::: Recorded data
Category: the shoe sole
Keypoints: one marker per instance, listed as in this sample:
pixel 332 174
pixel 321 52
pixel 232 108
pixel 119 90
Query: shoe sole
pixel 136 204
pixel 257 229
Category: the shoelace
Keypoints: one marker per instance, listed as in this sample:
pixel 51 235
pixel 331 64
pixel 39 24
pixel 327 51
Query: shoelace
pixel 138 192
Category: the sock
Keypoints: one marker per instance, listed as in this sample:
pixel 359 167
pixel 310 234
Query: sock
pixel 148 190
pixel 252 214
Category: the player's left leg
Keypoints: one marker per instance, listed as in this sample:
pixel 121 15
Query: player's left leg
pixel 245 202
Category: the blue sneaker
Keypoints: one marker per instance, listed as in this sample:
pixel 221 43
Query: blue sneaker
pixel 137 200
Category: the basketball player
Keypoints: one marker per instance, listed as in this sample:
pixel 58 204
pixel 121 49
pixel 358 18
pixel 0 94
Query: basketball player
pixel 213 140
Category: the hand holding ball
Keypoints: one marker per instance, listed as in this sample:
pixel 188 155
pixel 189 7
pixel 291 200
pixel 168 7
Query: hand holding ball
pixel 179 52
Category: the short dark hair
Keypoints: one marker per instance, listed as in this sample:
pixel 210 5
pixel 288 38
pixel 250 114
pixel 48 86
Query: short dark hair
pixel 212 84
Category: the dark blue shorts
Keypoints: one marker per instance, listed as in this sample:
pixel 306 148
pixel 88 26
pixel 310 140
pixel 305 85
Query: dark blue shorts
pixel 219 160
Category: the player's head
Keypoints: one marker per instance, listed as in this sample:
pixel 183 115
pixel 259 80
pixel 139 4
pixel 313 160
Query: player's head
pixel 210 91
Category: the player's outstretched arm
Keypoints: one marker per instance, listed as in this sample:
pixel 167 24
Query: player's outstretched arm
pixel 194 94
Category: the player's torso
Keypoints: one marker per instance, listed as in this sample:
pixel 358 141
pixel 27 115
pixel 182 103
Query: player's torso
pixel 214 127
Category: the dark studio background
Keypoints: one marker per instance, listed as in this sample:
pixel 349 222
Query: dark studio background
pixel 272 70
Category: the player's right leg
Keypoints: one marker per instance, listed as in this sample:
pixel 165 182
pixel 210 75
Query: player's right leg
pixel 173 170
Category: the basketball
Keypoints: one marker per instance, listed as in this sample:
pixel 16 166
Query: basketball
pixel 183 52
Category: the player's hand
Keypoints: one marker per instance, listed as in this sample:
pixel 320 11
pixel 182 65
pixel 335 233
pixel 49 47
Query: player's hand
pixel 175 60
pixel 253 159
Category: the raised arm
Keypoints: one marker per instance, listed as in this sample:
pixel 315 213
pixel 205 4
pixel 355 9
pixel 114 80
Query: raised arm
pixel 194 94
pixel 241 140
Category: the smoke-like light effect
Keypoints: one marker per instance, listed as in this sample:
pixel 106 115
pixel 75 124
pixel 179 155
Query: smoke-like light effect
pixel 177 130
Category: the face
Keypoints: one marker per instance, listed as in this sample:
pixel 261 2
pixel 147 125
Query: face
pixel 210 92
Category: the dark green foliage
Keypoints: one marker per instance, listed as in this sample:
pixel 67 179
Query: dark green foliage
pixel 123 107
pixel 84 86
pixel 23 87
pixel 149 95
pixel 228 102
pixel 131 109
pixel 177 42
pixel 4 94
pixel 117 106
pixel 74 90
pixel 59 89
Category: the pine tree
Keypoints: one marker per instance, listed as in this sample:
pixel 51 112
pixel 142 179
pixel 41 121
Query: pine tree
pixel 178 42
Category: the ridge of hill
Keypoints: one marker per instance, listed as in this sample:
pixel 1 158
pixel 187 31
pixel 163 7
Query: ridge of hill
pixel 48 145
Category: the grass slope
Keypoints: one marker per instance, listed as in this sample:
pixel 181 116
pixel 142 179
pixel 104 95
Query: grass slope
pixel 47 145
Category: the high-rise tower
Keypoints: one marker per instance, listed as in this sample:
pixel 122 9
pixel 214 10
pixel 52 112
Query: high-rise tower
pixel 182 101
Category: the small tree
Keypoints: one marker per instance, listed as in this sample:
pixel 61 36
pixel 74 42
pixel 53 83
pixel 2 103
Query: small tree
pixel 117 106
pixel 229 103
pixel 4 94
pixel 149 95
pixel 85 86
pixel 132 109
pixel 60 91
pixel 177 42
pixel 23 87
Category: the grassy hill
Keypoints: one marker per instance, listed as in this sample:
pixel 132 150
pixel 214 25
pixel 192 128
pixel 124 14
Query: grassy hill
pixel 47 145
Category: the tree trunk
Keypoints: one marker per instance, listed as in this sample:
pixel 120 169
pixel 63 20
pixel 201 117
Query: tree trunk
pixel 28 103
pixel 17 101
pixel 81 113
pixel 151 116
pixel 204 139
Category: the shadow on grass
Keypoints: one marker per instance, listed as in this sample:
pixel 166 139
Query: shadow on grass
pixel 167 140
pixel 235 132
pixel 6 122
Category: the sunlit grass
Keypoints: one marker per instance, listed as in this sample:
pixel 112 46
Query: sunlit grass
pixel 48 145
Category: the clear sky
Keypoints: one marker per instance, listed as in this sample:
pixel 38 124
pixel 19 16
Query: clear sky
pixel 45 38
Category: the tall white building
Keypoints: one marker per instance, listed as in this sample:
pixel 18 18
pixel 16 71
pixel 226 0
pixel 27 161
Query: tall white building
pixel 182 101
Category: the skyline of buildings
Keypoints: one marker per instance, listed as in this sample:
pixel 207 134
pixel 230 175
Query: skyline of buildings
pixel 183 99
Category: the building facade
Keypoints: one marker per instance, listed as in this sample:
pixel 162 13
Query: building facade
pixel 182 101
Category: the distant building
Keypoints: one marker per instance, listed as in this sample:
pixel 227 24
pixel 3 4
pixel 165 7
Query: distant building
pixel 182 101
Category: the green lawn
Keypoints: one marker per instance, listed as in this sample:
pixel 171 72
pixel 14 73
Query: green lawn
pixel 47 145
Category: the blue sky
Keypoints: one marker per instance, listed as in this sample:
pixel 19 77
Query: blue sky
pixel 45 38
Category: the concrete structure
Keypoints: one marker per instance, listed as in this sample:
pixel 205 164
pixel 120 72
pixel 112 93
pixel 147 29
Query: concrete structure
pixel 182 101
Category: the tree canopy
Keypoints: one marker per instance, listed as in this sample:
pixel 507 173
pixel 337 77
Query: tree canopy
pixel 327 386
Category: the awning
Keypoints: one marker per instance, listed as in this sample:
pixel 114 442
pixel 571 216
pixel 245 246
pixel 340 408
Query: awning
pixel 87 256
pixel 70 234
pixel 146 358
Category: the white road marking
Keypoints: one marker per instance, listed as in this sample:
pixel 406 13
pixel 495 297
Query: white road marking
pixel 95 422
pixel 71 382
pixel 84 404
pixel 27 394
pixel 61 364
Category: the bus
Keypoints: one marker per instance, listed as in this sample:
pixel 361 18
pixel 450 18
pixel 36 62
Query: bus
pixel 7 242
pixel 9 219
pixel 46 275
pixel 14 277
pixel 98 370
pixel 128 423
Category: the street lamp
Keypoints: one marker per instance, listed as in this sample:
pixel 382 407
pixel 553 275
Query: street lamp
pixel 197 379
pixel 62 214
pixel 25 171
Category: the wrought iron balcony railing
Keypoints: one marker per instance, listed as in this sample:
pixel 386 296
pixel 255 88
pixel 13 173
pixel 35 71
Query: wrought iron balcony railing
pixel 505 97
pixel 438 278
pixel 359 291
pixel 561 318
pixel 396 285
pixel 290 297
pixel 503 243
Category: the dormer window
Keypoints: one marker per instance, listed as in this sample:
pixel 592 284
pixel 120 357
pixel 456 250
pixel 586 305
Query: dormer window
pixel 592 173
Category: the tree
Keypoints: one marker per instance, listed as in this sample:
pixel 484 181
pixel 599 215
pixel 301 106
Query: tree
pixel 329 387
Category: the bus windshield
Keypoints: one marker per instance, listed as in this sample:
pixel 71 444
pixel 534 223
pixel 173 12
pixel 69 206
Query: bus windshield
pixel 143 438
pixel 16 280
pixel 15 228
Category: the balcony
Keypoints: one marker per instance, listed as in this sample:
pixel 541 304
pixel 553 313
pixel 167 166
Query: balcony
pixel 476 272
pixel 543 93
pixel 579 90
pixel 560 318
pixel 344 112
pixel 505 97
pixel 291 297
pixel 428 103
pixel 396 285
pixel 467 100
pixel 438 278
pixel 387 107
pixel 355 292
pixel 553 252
::::::
● Required work:
Reproduce each line, exactly as it appears, from the one that contains "pixel 36 62" through the last line of the records. Add no other lines.

● Answer box:
pixel 36 62
Query: bus
pixel 7 242
pixel 9 219
pixel 46 275
pixel 14 277
pixel 98 370
pixel 128 423
Category: the street lamp
Keypoints: one marker per instance, listed as in this sample:
pixel 382 407
pixel 553 275
Query: street lamp
pixel 197 379
pixel 62 214
pixel 25 171
Category: the wrought iron balcony railing
Keypoints: one marker per instance, listed as in this sample:
pixel 386 296
pixel 255 88
pixel 13 173
pixel 35 71
Query: wrought iron balcony railing
pixel 505 97
pixel 438 278
pixel 359 291
pixel 561 318
pixel 396 285
pixel 290 297
pixel 503 243
Category: the dormer window
Keypoints: one marker per instance, listed as in this sample:
pixel 592 284
pixel 120 357
pixel 456 250
pixel 586 305
Query: dormer window
pixel 592 173
Category: the tree
Keypoints: one marker per instance, listed as in this sample:
pixel 484 181
pixel 599 215
pixel 301 106
Query: tree
pixel 329 387
Category: the bus windshield
Keypoints: one marker per instance, listed as in this sample:
pixel 71 444
pixel 534 223
pixel 173 12
pixel 69 206
Query: bus windshield
pixel 143 438
pixel 16 280
pixel 15 228
Category: the balcony
Keypoints: one marker per instance, listed as in this sample:
pixel 541 304
pixel 553 313
pixel 167 166
Query: balcony
pixel 476 272
pixel 543 93
pixel 579 90
pixel 560 318
pixel 344 112
pixel 505 97
pixel 291 297
pixel 428 103
pixel 396 285
pixel 467 100
pixel 438 278
pixel 387 107
pixel 355 292
pixel 553 252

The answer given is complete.